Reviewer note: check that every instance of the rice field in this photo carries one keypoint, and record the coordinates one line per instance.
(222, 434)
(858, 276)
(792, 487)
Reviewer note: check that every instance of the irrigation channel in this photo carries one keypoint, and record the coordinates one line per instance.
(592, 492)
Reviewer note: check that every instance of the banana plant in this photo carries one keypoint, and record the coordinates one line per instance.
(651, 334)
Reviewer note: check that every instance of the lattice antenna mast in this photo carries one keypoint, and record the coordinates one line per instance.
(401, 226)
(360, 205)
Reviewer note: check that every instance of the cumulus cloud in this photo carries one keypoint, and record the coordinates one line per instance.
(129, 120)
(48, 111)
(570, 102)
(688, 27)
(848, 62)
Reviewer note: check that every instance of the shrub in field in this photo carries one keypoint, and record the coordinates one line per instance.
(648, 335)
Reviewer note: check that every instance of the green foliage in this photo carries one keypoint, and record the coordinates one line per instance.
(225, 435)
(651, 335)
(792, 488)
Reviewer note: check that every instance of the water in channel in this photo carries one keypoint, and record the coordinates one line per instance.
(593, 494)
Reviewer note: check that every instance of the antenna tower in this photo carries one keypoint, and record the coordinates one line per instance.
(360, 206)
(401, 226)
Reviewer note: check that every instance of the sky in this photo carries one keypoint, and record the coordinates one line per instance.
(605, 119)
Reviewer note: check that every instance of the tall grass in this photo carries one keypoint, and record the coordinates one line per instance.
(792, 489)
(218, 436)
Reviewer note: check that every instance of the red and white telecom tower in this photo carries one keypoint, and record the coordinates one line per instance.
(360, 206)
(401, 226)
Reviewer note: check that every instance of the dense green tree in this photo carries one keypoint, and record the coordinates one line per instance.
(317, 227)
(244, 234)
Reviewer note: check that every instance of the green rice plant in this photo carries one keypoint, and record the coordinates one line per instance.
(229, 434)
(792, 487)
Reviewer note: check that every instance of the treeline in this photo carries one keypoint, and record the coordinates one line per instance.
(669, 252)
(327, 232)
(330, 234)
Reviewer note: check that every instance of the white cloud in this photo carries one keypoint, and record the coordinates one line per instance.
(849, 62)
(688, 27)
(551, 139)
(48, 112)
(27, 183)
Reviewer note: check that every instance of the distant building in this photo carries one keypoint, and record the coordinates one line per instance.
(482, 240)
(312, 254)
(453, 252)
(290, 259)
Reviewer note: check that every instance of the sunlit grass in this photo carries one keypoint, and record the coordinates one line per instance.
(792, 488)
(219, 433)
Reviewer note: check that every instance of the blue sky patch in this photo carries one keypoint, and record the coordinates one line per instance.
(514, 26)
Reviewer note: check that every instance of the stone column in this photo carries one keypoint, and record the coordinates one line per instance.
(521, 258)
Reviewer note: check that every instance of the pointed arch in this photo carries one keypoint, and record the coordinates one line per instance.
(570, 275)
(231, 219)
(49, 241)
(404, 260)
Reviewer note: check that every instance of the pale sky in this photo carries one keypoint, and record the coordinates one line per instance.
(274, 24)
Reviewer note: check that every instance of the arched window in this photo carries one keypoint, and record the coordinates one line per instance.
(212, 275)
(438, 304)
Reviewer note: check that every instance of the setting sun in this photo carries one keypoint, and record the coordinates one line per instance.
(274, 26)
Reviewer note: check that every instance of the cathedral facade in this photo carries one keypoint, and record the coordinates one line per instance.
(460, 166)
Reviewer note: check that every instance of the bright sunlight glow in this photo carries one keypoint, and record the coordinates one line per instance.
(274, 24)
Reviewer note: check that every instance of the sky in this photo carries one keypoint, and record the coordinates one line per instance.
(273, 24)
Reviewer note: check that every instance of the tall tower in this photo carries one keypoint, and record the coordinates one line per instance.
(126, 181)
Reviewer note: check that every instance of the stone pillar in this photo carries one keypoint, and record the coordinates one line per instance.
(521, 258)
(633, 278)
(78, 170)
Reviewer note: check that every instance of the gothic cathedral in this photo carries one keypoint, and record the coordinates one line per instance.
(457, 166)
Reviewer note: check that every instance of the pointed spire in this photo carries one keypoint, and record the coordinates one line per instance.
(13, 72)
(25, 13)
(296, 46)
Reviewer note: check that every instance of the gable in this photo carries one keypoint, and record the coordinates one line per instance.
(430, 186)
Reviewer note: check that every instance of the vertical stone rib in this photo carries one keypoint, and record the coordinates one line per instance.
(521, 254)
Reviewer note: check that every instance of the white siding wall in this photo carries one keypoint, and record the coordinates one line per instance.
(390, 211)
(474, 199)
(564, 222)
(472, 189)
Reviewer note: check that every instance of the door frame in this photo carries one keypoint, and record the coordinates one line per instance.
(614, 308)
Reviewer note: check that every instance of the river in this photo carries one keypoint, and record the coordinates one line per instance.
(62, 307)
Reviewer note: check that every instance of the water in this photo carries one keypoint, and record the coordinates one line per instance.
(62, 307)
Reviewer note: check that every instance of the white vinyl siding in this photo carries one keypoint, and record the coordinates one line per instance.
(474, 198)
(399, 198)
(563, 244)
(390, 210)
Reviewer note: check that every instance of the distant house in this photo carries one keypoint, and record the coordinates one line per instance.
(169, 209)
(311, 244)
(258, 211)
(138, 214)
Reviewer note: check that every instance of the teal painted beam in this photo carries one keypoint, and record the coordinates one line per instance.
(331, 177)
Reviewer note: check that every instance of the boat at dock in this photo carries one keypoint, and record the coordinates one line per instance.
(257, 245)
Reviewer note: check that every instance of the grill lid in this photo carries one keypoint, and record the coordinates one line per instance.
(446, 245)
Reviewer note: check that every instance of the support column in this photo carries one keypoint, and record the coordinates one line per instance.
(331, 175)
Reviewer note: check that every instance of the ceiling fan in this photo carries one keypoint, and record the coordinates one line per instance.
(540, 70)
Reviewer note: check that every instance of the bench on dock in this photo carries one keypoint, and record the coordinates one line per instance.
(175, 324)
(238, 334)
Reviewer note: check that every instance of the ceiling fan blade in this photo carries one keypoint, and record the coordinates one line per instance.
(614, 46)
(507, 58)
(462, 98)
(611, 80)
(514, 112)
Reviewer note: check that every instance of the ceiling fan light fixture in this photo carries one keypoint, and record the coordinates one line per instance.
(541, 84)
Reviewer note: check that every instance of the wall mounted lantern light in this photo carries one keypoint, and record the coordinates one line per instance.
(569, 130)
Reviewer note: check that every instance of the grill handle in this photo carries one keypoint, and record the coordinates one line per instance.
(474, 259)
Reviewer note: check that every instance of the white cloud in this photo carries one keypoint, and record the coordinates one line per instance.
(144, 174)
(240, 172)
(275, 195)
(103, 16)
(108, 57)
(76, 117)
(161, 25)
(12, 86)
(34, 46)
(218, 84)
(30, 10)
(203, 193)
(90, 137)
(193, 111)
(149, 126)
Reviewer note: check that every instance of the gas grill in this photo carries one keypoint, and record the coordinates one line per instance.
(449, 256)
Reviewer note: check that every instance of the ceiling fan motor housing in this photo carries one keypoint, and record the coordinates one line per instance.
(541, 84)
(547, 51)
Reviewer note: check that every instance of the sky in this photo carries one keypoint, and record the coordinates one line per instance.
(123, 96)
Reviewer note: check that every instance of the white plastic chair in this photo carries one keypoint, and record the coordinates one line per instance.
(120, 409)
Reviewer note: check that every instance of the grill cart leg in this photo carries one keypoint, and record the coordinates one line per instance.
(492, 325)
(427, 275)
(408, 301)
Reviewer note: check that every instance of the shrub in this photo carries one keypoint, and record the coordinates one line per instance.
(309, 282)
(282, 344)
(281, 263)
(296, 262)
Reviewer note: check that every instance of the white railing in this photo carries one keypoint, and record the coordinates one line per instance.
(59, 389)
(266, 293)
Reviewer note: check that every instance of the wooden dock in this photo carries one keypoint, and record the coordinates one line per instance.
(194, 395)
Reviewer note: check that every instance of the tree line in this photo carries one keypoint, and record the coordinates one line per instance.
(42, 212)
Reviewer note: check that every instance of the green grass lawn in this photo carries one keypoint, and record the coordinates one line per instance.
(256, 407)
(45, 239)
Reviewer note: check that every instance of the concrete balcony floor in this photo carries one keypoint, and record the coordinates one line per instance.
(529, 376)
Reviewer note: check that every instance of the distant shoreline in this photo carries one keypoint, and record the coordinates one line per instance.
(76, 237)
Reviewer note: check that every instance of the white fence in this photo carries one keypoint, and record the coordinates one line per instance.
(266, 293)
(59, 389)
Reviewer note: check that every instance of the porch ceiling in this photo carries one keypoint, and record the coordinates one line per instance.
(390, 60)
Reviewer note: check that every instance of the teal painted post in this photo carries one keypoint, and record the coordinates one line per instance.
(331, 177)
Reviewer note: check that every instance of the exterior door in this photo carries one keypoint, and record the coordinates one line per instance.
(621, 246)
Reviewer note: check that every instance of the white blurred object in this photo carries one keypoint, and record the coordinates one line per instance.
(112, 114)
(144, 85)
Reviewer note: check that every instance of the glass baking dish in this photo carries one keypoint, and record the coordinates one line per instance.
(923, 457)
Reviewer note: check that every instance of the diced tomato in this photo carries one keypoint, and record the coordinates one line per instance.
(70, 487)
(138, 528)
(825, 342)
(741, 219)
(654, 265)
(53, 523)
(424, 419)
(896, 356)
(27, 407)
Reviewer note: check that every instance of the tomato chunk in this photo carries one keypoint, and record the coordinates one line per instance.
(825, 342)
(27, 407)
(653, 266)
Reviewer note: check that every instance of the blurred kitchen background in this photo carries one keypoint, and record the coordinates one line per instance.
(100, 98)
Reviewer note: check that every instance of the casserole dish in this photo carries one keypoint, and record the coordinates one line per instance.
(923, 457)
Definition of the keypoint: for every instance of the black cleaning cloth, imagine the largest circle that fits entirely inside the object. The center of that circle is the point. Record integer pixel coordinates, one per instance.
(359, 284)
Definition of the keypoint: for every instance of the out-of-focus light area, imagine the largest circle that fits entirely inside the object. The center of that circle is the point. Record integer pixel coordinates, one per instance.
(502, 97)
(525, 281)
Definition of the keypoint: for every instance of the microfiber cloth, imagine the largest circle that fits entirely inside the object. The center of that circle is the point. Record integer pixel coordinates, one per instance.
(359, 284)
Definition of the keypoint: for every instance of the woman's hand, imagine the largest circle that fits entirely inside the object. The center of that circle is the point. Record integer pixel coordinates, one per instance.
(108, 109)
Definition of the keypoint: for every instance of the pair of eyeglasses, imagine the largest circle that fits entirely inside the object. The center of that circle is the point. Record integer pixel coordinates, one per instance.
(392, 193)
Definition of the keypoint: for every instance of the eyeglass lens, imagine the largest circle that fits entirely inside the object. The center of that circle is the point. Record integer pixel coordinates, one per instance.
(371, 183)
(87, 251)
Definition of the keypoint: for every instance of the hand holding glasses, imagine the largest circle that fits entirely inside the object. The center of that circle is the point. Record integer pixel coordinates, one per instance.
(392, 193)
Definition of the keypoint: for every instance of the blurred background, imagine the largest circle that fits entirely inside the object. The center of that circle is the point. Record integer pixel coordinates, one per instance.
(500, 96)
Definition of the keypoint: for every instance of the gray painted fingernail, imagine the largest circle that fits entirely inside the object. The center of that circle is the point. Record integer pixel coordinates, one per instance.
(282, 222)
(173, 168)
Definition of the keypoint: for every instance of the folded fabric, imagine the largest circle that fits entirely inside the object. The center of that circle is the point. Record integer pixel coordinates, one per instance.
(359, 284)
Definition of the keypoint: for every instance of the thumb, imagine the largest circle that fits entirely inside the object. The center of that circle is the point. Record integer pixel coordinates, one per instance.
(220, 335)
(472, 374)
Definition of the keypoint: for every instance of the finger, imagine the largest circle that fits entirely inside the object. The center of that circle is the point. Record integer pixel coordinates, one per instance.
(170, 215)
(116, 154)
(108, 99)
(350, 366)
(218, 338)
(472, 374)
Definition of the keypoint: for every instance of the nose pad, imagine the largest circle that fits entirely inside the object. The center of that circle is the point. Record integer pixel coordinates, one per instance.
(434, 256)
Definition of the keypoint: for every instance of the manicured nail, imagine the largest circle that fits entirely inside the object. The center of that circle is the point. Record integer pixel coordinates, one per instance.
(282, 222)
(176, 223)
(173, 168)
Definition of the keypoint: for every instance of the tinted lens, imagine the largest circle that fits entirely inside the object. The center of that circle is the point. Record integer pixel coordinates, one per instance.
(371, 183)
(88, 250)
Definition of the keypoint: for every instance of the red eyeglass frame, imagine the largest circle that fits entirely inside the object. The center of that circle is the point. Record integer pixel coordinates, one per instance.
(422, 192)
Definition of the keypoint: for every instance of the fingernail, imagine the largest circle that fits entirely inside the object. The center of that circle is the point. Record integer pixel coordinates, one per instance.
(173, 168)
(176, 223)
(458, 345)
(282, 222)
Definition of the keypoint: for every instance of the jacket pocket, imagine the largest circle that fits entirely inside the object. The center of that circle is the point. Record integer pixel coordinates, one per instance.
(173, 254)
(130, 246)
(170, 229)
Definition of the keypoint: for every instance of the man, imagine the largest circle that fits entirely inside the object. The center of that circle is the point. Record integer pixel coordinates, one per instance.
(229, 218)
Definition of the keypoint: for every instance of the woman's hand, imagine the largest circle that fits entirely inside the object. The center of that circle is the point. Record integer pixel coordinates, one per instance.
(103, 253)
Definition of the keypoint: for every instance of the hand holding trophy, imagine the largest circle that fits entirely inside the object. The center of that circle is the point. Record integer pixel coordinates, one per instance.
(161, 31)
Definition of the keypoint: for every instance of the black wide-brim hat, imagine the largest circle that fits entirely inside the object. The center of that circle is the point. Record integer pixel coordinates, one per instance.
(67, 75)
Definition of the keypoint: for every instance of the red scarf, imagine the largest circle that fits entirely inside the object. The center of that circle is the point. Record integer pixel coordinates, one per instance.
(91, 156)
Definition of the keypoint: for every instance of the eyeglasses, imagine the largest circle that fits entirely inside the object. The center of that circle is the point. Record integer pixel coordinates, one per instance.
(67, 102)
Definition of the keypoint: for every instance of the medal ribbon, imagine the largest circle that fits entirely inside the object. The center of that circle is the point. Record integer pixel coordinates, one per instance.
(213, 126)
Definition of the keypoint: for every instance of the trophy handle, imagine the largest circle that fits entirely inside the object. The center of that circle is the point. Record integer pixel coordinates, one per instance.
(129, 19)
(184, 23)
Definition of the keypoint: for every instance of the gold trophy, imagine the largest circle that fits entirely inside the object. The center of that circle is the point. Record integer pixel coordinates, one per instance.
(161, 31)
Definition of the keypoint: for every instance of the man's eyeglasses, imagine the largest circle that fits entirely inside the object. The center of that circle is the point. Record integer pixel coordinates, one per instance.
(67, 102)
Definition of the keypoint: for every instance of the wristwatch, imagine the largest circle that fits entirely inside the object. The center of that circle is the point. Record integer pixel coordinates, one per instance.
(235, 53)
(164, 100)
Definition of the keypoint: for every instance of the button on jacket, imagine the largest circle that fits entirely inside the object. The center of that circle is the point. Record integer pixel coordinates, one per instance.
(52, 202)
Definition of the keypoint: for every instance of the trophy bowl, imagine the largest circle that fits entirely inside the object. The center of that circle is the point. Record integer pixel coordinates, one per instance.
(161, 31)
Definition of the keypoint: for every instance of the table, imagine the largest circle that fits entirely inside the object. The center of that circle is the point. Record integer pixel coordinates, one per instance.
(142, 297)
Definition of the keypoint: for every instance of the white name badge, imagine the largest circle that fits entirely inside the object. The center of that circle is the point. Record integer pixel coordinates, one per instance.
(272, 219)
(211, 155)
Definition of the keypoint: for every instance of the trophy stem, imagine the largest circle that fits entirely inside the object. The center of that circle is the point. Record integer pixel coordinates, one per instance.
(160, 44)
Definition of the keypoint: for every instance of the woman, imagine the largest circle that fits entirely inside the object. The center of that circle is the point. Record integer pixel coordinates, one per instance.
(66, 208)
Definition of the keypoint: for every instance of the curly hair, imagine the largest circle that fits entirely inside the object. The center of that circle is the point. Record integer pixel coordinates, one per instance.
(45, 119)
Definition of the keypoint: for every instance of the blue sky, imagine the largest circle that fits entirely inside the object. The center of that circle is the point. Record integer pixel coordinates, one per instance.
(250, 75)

= = = = =

◆ TASK STATEMENT
Write out exactly the final stretch of the records: the line containing "Definition of the keypoint: for every instance of the blue" and every line after it, through the last, and nothing else.

◆ REPLY TO THE TASK
Definition of the keypoint: for every instance of the blue sky, imagine the largest circle that fits entirely inside the object. The center of that circle is the point. Record integer pixel coordinates, one per instance.
(250, 75)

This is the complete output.